* Task to carry out
Give all of the lines again, with nothing added or dropped.

begin

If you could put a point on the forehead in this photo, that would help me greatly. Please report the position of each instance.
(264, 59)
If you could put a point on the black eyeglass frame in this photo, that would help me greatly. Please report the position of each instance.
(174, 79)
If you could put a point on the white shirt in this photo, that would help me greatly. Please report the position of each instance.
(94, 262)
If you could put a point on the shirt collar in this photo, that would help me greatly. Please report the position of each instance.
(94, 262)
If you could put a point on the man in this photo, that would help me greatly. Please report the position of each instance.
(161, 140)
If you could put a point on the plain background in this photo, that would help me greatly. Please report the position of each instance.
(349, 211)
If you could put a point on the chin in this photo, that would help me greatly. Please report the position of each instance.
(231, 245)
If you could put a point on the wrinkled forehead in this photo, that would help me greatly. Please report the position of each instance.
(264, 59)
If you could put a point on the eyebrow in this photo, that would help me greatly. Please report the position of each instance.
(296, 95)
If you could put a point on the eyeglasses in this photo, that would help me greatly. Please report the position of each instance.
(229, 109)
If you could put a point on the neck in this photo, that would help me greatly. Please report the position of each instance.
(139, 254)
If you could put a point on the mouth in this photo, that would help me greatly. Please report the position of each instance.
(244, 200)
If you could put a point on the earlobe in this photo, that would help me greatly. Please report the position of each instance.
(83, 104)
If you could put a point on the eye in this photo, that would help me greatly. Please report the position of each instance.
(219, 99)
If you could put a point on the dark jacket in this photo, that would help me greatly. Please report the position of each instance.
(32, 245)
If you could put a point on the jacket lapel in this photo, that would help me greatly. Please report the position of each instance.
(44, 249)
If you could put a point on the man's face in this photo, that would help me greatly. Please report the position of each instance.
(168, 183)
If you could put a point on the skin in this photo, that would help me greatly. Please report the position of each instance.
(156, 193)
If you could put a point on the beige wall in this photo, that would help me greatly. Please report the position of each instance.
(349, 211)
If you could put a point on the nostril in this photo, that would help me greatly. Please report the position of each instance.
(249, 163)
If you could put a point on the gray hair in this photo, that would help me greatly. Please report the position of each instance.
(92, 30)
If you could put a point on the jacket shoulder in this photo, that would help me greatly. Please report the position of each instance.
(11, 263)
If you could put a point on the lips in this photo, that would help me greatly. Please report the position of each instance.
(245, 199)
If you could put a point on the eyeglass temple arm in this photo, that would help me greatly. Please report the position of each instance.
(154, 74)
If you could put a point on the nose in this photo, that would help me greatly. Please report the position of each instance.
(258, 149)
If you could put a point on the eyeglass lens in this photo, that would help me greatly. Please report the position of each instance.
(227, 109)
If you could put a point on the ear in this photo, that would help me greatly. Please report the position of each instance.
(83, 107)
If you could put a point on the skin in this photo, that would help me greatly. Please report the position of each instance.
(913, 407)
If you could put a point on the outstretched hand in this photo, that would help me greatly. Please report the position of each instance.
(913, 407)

end

* Complete answer
If you could put a point on the forehead in this photo, that would help me greatly. Please report the position of each instance.
(264, 59)
If you could put a point on the black eyeglass frame in this photo, that would help me greatly. Please report the position of each instance.
(174, 79)
If you could put a point on the white shirt in this photo, that would help me greatly. Please report the position of each instance.
(94, 262)
If you could put a point on the shirt collar in this photo, that would help me greatly. Please report the position of each instance.
(94, 262)
If you could put a point on the man in this photo, that would help me greatly. Please report the position of each instance.
(161, 140)
If you could put a point on the plain background in this photo, that would help me greatly. Please report the position of each instance.
(349, 211)
If you could put a point on the chin in this photo, that would help me greatly. Please report the position of each instance.
(231, 245)
If you could put a point on the wrinkled forehead in this photo, that would help me greatly. Please report the position of each instance.
(264, 59)
If you could put a point on the eyebrow in this photo, that would help me greatly. Please report the position of each instance.
(296, 95)
If you could put a point on the eyeglasses in this photo, that would help me greatly. Please report the position of each instance.
(229, 109)
If you could put a point on the neck in this photo, that would help me greatly. Please report the position of each instance.
(139, 254)
If you could put a point on the mouth in this photo, that would help me greatly. Please report the position of each instance.
(244, 200)
If you could put a point on the earlobe in this photo, that would help me greatly. Please report the position of each instance.
(83, 104)
If you could put a point on the eye in this photo, that would help me greatly. Please report the position of each instance.
(219, 99)
If you could put a point on the dark jacket in this photo, that would help me greatly. Please report the position of each instance.
(32, 245)
If you could put a point on the jacket lapel in this photo, that would help me greatly. Please report the position of each instance.
(44, 249)
If you could put a point on the man's face in this photo, that would help me greatly. Please report the position of each instance.
(168, 183)
If you could put a point on the skin in this photo, that would help me greatly. Please report the position of each instance.
(156, 193)
If you could put a point on the beige wall in this photo, that would help me greatly. Please report the position of each instance.
(349, 211)
If you could put a point on the nostril in this photo, that would help me greatly. Please report the position of each instance.
(249, 163)
If you could put a point on the gray hair in this photo, that would help me greatly. Please report the position of each instance.
(92, 30)
If you could put a point on the jacket shoulder in this photo, that would help me greatly. Please report the position of each instance.
(11, 263)
If you could put a point on the lips in this photo, that would help me greatly. Please report the position of each instance.
(245, 199)
If you could put a point on the eyeglass temple arm in this photo, that would help me greatly. Please report the position of each instance.
(154, 74)
If you could put a point on the nose in this photo, that would help me greatly. Please report the position of each instance.
(258, 149)
If you could put a point on the eyeglass lens in this photo, that would help me greatly. Please report the position of each instance.
(227, 109)
If you could put a point on the ear in this photo, that would help me greatly. Please report the position of each instance.
(83, 107)
If you could put a point on the skin in this photo, that would help me greatly. Please report the position of each instance.
(913, 407)
If you could put a point on the outstretched hand in this photo, that would help me greatly. Please report the position of each instance.
(913, 407)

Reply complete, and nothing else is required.